── SOURCE
7

What is the difference between a stock-hardware and a micro-coded machine in "A Critique of Common Lisp"? started out ranty, and people got carried away in the comments, but the underlying question is a good one. It's interesting, it's relevant, and deserves an answer. Could someone please clean up the comments and give it another shot? I have an unambiguous and clear answer ready to go.

I understand rants make people not want to help. That's what the edit button is for, not the close button.

3
  • 3
    Pro-tip: Don't start your questions with a rant in the first place, and you'll get much better results. Commented Apr 2, 2013 at 21:14
  • As an aside, comments cleaned up. If I missed anything, flag.
    – yannis Mod
    Commented Apr 3, 2013 at 5:30
  • 1
    Related: meta.superuser.com/questions/4545/…
    – bwDraco
    Commented Apr 15, 2013 at 3:34

2 Answers 2

4

OK. With three reopen votes I've added mine to reopen the question.

Let's see how it fares in it's current incarnation.

2

What is the problem the question is asking about?
────
── RECORD SET
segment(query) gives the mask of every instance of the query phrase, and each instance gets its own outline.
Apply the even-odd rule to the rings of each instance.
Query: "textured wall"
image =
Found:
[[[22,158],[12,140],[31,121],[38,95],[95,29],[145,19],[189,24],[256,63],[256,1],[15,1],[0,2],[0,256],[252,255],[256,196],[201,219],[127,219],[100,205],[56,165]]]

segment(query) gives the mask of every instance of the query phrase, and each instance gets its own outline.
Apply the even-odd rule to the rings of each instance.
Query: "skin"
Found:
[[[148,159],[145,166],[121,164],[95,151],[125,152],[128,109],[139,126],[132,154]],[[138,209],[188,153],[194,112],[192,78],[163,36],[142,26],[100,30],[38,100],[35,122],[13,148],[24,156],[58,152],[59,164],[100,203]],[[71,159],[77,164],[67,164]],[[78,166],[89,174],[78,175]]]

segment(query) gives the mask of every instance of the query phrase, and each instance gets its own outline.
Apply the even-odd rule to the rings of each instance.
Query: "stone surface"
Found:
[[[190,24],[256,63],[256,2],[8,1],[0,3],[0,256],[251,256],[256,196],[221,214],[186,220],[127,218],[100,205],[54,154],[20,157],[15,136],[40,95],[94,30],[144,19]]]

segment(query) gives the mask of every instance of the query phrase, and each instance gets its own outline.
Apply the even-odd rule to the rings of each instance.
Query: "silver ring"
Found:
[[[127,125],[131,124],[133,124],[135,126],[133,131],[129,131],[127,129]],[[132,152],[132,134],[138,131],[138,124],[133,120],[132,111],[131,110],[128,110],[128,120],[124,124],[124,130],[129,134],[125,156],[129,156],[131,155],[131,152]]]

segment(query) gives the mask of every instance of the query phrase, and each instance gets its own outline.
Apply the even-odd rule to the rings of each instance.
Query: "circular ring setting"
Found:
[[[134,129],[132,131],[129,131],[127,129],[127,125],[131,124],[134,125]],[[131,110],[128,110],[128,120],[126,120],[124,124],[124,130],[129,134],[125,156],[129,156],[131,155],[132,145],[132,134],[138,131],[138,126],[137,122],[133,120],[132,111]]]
────
── RECORD SET
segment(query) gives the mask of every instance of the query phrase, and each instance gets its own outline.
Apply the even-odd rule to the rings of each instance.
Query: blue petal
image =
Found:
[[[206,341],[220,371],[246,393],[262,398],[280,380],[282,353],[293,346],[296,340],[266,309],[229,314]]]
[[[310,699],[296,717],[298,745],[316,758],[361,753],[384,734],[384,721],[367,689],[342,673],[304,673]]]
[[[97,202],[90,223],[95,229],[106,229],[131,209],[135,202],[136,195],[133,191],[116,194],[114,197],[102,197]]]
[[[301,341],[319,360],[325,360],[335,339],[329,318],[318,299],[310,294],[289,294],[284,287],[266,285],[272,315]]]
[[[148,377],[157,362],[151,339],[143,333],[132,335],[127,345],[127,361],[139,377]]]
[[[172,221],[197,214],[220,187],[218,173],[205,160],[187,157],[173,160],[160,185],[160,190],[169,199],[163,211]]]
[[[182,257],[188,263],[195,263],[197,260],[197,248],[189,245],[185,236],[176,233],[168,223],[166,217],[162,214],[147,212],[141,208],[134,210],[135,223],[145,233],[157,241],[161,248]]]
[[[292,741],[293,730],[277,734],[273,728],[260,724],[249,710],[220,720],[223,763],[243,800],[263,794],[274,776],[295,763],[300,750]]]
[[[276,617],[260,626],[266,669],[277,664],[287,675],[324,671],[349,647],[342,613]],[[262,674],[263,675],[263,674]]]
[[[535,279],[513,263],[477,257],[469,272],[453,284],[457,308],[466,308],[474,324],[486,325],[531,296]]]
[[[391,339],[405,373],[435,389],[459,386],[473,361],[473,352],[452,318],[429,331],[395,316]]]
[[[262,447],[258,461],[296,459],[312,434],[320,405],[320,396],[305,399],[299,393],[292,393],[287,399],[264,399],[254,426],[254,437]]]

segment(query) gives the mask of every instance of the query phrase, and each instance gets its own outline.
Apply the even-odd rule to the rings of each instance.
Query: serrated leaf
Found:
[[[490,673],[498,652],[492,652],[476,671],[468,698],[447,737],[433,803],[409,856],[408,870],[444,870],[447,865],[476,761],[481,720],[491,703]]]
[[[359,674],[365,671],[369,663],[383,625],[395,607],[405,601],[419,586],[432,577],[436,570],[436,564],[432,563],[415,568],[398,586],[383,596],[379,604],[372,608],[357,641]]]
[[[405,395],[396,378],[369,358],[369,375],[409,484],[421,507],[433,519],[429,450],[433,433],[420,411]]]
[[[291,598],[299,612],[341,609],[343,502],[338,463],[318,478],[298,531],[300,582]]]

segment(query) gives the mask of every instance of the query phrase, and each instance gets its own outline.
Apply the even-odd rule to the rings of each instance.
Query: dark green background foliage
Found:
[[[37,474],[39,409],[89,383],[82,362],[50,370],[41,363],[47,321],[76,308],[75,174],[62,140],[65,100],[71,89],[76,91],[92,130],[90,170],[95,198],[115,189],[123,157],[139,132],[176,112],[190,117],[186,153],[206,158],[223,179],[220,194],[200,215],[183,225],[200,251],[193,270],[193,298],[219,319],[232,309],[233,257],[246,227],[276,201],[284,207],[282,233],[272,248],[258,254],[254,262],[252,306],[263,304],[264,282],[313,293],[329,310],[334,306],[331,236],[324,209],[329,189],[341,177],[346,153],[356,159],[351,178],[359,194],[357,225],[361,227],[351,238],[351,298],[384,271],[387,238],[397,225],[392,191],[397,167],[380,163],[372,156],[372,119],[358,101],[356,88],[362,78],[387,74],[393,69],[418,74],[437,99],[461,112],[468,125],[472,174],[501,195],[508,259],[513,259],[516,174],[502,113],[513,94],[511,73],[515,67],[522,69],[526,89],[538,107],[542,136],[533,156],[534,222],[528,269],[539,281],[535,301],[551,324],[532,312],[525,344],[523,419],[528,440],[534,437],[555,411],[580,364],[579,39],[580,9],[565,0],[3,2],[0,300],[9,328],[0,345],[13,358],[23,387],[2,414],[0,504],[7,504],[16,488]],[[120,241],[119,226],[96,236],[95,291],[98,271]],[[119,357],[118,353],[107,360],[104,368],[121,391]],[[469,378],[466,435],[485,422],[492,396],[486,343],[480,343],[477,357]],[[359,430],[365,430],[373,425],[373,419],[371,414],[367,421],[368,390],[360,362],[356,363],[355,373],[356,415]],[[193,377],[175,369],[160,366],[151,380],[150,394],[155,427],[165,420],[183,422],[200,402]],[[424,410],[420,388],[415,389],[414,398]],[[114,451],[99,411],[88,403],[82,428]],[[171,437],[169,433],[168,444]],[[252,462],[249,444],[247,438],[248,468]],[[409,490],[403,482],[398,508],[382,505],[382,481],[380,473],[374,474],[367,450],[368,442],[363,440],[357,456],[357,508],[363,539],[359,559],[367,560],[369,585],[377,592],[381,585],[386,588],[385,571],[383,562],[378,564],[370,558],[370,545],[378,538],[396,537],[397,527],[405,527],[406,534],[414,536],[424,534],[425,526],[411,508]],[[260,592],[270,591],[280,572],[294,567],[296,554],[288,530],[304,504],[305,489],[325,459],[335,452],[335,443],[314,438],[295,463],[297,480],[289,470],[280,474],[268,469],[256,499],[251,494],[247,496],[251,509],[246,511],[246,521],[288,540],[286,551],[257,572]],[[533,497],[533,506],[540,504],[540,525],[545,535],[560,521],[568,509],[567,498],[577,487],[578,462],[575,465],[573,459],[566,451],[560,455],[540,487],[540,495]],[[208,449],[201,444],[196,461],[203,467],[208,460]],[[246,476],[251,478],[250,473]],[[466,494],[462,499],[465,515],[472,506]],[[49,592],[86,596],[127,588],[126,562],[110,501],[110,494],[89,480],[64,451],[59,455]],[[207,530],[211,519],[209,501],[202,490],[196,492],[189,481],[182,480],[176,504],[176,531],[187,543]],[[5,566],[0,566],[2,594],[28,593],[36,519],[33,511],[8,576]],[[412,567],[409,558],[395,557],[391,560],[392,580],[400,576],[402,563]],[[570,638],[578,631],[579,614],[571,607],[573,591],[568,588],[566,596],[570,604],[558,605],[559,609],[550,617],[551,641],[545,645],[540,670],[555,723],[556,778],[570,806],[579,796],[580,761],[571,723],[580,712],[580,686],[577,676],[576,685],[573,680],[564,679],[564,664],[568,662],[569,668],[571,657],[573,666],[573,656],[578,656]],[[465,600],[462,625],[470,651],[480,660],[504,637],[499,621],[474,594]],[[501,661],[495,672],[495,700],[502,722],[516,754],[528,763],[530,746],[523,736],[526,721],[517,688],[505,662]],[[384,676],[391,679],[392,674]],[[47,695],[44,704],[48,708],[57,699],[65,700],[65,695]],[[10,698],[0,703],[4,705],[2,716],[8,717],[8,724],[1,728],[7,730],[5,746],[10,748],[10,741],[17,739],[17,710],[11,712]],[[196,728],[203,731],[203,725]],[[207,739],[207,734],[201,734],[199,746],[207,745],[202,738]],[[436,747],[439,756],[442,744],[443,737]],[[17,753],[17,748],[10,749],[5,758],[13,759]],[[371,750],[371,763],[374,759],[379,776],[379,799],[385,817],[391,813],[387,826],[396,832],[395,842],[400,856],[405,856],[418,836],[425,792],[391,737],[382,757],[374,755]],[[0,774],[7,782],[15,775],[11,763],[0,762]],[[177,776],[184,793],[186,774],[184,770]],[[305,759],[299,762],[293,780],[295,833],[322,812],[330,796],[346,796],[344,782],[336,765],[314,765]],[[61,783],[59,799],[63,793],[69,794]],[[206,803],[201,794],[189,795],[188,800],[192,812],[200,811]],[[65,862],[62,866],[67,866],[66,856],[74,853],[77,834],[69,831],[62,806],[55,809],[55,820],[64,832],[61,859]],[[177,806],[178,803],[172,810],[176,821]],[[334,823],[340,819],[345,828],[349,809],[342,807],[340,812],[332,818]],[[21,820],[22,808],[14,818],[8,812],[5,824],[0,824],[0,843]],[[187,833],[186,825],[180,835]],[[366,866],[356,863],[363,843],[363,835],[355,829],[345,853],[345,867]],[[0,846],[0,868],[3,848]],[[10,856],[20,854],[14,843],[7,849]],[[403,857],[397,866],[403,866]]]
────
── RECORD SET
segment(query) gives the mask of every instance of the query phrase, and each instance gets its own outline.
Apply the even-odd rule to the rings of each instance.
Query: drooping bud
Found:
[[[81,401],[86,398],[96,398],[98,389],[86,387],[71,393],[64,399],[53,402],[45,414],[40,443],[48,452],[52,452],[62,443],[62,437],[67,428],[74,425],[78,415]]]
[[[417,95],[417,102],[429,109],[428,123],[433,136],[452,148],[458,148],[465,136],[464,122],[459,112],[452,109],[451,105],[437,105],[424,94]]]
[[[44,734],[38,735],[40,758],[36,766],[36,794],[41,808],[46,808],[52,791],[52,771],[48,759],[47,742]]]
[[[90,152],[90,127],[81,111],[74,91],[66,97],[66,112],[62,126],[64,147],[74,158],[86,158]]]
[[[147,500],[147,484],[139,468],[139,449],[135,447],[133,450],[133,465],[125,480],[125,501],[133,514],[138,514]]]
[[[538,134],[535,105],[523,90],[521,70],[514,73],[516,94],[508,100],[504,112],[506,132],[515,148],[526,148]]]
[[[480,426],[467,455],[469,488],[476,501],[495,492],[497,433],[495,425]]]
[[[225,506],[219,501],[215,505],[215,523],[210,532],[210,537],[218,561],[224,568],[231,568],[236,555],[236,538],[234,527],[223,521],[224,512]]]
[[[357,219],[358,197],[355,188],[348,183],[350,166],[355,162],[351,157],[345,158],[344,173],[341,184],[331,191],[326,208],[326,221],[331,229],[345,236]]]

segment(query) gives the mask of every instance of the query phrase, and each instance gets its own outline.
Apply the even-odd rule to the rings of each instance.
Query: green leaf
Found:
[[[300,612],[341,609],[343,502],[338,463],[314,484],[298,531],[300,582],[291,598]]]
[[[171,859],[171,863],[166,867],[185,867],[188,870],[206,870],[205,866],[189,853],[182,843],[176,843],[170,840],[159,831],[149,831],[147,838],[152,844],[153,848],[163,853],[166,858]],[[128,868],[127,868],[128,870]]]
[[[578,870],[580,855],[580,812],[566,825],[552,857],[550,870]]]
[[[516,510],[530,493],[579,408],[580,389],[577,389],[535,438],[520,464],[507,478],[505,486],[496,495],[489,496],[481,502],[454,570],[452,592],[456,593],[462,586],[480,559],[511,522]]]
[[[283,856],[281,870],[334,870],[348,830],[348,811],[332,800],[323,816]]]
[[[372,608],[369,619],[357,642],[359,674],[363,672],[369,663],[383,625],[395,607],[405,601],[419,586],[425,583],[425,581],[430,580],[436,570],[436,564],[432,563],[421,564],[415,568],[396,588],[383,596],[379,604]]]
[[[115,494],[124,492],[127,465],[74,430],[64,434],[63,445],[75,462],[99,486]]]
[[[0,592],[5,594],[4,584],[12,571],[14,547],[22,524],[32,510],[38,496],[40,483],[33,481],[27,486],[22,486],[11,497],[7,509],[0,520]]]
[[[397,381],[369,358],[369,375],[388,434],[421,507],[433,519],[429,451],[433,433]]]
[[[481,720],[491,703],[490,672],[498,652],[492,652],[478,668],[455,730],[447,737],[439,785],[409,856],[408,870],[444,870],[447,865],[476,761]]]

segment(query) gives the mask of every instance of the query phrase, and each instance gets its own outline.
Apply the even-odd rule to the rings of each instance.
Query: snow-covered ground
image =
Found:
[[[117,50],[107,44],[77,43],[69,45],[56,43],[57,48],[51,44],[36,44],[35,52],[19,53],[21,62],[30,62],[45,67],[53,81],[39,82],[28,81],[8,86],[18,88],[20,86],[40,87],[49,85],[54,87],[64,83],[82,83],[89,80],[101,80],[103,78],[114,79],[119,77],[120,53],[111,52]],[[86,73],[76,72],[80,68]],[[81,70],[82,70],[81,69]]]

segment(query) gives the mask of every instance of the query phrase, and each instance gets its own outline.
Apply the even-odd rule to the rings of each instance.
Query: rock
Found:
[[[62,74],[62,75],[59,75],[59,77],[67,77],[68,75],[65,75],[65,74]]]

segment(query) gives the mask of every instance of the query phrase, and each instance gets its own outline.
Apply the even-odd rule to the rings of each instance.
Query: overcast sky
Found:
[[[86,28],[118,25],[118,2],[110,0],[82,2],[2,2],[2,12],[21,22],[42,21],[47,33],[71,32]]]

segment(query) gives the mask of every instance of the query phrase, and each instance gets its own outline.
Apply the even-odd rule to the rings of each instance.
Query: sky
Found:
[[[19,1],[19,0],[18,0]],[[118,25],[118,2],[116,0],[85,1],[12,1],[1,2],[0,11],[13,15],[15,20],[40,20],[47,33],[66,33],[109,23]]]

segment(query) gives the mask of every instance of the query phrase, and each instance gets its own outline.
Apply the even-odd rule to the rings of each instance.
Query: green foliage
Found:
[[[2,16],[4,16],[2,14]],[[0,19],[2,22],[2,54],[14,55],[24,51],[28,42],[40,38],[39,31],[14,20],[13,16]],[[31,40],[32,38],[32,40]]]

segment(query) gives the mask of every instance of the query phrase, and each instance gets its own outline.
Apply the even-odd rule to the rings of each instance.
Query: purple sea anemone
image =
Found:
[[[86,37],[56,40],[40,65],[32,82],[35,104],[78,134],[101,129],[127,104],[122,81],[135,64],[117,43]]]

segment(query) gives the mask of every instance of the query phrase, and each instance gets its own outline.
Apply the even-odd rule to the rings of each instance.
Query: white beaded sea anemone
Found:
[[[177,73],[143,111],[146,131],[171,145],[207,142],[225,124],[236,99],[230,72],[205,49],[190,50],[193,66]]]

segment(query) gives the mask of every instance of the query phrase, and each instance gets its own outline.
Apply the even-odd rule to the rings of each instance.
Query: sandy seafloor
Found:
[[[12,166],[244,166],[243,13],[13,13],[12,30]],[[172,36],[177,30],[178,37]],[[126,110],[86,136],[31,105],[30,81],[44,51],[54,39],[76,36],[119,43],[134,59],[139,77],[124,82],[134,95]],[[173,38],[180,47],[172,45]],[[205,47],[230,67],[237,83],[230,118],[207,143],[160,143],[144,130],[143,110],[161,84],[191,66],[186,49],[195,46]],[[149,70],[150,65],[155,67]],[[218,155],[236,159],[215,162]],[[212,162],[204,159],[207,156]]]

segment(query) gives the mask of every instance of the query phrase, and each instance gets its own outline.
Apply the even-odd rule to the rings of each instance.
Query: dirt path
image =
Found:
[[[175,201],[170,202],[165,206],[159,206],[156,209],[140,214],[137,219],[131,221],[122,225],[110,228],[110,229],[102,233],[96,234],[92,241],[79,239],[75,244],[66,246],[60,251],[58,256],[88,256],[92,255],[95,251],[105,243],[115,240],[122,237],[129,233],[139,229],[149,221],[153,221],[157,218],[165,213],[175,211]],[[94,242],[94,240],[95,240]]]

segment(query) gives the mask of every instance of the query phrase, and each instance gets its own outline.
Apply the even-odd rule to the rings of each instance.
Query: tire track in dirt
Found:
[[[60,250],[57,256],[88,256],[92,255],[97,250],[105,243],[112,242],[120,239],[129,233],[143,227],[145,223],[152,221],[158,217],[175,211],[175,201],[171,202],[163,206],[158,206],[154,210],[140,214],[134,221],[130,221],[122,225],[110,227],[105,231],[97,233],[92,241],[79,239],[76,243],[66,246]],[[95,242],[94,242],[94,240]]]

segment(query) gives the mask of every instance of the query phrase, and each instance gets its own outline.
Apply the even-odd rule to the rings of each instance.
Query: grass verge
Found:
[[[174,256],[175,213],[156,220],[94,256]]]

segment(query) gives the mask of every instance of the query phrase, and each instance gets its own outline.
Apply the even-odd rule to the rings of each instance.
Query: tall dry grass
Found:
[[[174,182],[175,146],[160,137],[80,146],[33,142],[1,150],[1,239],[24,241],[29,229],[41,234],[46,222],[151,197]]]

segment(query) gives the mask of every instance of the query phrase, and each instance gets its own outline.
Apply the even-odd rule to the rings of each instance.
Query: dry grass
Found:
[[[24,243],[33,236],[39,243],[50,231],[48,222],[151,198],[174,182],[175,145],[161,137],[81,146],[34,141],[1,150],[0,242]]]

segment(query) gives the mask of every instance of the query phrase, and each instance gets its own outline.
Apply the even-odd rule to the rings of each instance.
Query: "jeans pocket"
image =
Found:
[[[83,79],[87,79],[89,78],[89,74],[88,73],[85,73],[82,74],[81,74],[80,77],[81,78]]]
────
*EXERCISES:*
1) Answer these questions about the post on reopening a question:
(a) Which button does the writer say is meant for dealing with rants, instead of the close button?
(b) How many reopen votes did the first answer report before its writer added one?
(c) Which moderator said the comments had been cleaned up?
2) Output the part of the post on reopening a question that begins at the words "What is the difference" and ends after the words "ready to go.".
3) Sum up the post on reopening a question in two sentences.
These records have nothing to do with the text.

*LIST OF SOLUTIONS:*
1)
(a) The edit button.
(b) Three.
(c) yannis.

2)
What is the difference between a stock-hardware and a micro-coded machine in "A Critique of Common Lisp"? started out ranty, and people got carried away in the comments, but the underlying question is a good one. It's interesting, it's relevant, and deserves an answer. Could someone please clean up the comments and give it another shot? I have an unambiguous and clear answer ready to go.

3) A question about the difference between stock-hardware and micro-coded machines in "A Critique of Common Lisp" started out as a rant and drew heated comments, but the writer thinks the underlying question is good and asks for the comments to be cleaned up and the question given another shot, saying rants call for the edit button rather than the close button. A moderator then cleaned up the comments, and one answer reports that, with three reopen votes already in, its writer added one more to reopen the question.